> [WHAT IS REQUIRED]
Every line of the records below should be restated exactly.
*** Begin section ***
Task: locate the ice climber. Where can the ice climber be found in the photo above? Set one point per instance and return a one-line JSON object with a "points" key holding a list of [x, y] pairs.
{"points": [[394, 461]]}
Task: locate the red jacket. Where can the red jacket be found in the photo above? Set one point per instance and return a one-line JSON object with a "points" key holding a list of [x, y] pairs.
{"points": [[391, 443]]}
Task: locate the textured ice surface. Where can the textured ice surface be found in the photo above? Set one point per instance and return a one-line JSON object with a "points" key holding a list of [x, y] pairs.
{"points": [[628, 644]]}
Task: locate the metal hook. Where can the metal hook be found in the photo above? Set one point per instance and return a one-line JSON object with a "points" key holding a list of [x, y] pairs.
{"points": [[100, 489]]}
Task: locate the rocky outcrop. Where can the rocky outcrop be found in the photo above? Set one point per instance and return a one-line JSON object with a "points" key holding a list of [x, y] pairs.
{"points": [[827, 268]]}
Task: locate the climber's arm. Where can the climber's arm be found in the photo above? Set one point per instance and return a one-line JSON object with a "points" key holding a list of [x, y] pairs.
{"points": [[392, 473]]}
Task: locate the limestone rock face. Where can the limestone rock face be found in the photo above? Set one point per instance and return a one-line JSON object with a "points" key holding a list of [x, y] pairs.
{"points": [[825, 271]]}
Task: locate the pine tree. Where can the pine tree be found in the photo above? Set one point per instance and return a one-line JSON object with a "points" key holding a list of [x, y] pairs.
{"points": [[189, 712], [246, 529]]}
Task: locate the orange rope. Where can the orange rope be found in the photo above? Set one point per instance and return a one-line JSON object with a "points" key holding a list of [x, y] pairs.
*** End section ***
> [TASK RESULT]
Task: locate the ice climber. Where can the ice climber be found in the photo above? Set one point per instance and return a one-line JSON object with a "points" key holding a list of [x, y] pairs.
{"points": [[394, 461]]}
Task: locate the red jacket. Where can the red jacket be found in the photo above? Set one point per instance and return a one-line JSON object with a "points" key holding a list of [x, y] pairs.
{"points": [[391, 443]]}
Task: locate the textured ice surface. Where can the textured ice surface be found in the photo above? Set one point per instance and return a one-line JSON object with a "points" key holding a list of [x, y] pairs.
{"points": [[628, 644]]}
Task: locate the metal hook. Where can the metal hook be found in the photo above? Set one point per instance and return a one-line JSON object with a "points" key holding a list of [x, y] pairs.
{"points": [[100, 489]]}
Task: locate the rocky outcrop. Where can the rocky outcrop be found in the photo above? Set one point per instance and return a one-line JSON object with a "points" key holding a list of [x, y] pairs.
{"points": [[827, 268]]}
Task: locate the climber's arm. Where can the climber's arm be found in the photo above? Set one point per instance and return a one-line JSON object with a "points" key holding a list of [x, y] pairs.
{"points": [[392, 473]]}
Task: locate the limestone rock face. Where can the limestone rock face be found in the photo above? Set one point per instance and return a one-line JSON object with a "points" key holding a list of [x, y] pairs.
{"points": [[825, 271]]}
Task: locate the pine tree. Where can the pine tree be found in the photo above? Set one point per instance and return a one-line JSON object with a "points" key holding a list of [x, y] pairs.
{"points": [[189, 712], [246, 529]]}
Task: locate the orange rope. Where can the orange rope be found in the photo above? Set one point per instance and return a one-line JSON object with a "points" key holding a list of [x, y] pairs.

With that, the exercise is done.